- _Text section_

Neural Networks

Introduction

A neural network is a machine learning model inspired by the human brain that maps input data to output predictions by learning weights through layers of interconnected nodes (neurons). Neural networks are capable of modeling complex non-linear decision boundaries by composing multiple linear transformations and non-linear activation functions.

A feedforward neural network is made up of:

An input layer that takes the features.
One or more hidden layers that learn intermediate representations.
An output layer that produces predictions.

Each layer applies a linear transformation followed by a non-linear activation function.

Data Representation

Let:

$n$: number of training examples
$d$: number of features
$X \in \mathbb{R}^{d \times n}$: input matrix
$y \in \mathbb{R}^{1 \times n}$: target vector for regression or $y \in {0, 1}^{1\times n}$ for binary classification

For a 2-layer neural network (i.e., one hidden layer), we define:

$W^{[1]} \in \mathbb{R}^{h \times d}$: weights for hidden layer
$b^{[1]} \in \mathbb{R}^{h \times 1}$: bias for hidden layer
$W^{[2]} \in \mathbb{R}^{1 \times h}$: weights for output layer
$b^{[2]} \in \mathbb{R}$: bias for output layer

Neural Network Architecture

A neural network is made of interconnected neurons. Each of them is characterized by its weight, bias and activation function.

Here are other elements of this network.

Input Layer

The input layer takes raw input from the domain. No computation is performed at this layer. Nodes here just pass on the information (features) to the hidden layer.

Hidden Layer

As the name suggests, the nodes of this layer are not exposed. They provide an abstraction to the neural network.

The hidden layer performs all kinds of computation on the features entered through the input layer and transfers the result to the output layer.

Output Layer

It’s the final layer of the network that brings the information learned through the hidden layer and delivers the final value as a result.

Here we are going to use an example of a 2-layer feedforward neural network with:

Input layer ($d$ neurons)
Hidden layer ($h_1$ neurons)
Output layer ($h_2$ neurons)

Assuming our task is binary clasification and we use $\sigma$ (sigmoid) activation function on both layers.

Now let’s see how our data and parameters are represented.

Data:
- Features: $X \in \mathbb{R}^{d\times n}$ which is the transpose of our original input data.
- Targets: $Y \in \mathbb{R}^{h_2\times n}$ which is the transpose of our original target data.

- _Set exercise_
Summarize the neural networks text above in two sentences.

- _Record extracts_
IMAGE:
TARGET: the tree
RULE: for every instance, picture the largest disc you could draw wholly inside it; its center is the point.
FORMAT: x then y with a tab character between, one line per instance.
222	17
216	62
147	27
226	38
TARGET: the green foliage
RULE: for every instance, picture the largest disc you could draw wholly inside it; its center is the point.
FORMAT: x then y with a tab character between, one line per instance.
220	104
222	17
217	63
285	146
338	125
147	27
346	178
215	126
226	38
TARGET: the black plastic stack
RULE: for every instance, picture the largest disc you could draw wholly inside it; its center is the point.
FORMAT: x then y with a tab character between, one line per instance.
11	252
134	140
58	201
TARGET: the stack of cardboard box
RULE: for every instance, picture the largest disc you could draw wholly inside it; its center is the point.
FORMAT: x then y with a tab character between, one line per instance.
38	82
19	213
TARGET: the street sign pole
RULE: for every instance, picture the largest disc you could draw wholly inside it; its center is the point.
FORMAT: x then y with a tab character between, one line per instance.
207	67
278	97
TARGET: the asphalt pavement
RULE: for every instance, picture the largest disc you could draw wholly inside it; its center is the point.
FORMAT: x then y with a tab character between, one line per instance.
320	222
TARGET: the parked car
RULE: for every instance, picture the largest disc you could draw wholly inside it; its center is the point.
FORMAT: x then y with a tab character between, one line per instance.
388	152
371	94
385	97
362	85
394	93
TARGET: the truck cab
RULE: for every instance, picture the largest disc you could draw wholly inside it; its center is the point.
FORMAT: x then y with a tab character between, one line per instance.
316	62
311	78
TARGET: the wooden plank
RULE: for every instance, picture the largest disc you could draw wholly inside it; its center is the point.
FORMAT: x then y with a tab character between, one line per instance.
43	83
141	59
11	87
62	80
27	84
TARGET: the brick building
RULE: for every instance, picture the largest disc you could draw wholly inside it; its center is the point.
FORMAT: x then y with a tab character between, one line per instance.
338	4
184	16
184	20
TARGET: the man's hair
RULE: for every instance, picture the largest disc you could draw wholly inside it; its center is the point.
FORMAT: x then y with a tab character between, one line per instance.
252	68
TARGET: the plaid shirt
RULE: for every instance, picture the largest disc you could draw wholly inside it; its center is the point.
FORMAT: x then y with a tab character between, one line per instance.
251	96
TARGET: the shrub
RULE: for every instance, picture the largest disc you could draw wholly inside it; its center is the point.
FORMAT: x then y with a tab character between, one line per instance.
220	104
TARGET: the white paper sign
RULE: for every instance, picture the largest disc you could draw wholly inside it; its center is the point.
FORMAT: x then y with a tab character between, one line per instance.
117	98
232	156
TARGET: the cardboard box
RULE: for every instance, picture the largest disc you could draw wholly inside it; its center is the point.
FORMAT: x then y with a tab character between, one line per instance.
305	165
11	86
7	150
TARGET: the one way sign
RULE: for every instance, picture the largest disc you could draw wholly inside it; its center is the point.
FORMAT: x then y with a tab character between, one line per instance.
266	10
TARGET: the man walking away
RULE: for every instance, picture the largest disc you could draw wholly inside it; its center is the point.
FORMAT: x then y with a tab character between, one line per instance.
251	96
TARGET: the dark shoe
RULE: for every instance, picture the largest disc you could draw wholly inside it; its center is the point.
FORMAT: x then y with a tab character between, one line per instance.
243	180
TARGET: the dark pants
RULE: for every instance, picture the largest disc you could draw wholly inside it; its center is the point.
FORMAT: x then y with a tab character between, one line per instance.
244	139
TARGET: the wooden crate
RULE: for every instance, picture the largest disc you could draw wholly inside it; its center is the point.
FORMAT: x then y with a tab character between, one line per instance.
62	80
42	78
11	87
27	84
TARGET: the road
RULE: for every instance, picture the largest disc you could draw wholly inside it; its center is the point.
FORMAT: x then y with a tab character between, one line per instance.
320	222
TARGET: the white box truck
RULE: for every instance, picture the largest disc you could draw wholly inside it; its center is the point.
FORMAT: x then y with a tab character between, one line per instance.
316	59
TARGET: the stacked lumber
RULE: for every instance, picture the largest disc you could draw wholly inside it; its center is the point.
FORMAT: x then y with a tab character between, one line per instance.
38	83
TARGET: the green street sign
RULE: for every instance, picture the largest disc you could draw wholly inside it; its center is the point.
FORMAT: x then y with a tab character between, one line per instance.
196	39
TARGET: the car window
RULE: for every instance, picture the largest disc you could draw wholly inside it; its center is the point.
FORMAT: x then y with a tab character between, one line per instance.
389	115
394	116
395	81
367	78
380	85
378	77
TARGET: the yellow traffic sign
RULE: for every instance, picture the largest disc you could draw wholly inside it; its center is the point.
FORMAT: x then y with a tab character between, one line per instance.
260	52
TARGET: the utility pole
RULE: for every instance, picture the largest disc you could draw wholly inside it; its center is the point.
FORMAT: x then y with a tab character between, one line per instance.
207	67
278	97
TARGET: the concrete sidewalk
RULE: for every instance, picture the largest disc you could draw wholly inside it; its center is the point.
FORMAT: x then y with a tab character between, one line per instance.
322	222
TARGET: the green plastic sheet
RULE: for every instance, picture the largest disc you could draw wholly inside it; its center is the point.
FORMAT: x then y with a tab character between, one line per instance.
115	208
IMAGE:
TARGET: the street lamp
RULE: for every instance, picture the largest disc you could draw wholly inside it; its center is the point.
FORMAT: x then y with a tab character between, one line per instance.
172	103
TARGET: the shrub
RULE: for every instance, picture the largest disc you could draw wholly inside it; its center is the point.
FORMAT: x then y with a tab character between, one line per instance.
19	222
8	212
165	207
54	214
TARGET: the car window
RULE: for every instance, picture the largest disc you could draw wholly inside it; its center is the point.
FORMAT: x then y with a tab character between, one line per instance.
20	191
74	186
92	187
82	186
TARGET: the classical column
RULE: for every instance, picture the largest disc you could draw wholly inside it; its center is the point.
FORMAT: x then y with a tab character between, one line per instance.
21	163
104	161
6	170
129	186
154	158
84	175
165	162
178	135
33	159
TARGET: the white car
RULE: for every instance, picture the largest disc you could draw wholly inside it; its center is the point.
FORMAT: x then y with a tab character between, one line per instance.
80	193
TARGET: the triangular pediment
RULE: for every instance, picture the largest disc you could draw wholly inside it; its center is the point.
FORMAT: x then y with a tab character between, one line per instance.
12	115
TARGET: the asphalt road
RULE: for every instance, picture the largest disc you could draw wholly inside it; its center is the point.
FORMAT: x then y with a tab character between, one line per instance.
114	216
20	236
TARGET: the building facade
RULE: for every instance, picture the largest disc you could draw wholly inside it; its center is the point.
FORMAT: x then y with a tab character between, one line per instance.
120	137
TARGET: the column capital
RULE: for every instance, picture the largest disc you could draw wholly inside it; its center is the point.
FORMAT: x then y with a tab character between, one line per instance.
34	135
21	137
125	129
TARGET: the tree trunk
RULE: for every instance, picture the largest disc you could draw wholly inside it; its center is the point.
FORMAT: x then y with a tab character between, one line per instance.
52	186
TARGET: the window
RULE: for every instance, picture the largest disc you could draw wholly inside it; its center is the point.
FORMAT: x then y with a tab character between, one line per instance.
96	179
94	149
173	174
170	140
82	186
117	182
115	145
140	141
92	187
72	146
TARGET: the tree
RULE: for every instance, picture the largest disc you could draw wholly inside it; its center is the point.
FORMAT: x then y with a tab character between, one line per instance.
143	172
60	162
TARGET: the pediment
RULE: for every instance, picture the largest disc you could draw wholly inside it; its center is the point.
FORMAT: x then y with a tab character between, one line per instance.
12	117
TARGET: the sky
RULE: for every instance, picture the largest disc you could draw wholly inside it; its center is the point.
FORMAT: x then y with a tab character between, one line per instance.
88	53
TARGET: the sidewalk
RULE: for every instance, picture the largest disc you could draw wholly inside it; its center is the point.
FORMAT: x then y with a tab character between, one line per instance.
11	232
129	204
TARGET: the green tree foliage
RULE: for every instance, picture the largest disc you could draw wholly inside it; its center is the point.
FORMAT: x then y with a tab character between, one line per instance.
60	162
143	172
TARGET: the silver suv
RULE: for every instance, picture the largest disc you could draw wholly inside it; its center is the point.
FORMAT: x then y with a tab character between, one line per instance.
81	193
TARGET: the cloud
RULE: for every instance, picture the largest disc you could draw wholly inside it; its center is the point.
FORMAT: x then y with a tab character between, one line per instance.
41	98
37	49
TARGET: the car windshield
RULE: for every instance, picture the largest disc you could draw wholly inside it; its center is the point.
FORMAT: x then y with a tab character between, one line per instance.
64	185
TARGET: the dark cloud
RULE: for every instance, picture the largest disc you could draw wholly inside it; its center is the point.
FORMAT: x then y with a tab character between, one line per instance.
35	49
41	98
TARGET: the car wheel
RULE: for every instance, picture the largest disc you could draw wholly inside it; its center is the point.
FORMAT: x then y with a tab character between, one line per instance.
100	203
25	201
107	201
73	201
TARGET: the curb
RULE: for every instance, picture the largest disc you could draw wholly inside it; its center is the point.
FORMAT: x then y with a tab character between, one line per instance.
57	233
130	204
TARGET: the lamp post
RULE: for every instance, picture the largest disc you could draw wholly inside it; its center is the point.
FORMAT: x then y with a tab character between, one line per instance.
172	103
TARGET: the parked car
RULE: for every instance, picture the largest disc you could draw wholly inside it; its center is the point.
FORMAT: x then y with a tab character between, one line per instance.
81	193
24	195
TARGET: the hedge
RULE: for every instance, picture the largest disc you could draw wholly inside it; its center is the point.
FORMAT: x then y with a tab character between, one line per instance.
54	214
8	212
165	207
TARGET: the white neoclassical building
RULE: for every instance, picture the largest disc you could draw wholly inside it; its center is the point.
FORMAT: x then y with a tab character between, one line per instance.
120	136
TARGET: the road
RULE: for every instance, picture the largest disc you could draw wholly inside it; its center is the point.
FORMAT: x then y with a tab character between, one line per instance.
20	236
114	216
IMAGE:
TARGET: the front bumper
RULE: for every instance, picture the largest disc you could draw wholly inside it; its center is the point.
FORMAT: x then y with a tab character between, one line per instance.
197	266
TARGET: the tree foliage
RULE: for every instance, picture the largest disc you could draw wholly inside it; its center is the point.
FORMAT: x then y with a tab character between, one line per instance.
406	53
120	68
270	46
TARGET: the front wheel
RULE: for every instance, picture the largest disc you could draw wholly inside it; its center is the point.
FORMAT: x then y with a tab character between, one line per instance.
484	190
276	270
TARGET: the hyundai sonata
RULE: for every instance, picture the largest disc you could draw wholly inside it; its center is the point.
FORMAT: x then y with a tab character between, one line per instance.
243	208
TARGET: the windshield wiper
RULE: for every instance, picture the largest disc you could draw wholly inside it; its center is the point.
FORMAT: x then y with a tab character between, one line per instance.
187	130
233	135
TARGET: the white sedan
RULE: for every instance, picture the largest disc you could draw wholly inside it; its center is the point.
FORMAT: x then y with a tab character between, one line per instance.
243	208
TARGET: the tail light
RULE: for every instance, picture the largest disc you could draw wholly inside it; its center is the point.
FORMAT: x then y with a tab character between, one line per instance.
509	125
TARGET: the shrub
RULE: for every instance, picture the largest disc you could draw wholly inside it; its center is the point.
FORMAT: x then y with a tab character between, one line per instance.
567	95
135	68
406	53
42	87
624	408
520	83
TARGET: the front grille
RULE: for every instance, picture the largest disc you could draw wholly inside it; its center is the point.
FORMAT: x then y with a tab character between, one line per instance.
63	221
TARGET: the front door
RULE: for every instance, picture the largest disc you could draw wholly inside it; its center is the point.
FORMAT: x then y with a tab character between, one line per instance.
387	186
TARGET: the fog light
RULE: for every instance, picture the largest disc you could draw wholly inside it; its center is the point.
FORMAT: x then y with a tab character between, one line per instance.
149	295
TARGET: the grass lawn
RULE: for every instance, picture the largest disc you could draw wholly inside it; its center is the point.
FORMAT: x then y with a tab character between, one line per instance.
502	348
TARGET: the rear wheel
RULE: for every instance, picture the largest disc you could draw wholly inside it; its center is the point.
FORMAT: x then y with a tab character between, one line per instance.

- _Complete answer_
A neural network is a machine learning model that maps input data to output predictions by learning weights through layers of interconnected nodes, and it can model complex non-linear decision boundaries by composing linear transformations and non-linear activation functions. A feedforward network consists of an input layer that passes the features on without computation, one or more hidden layers that compute intermediate representations, and an output layer that delivers the final predictions.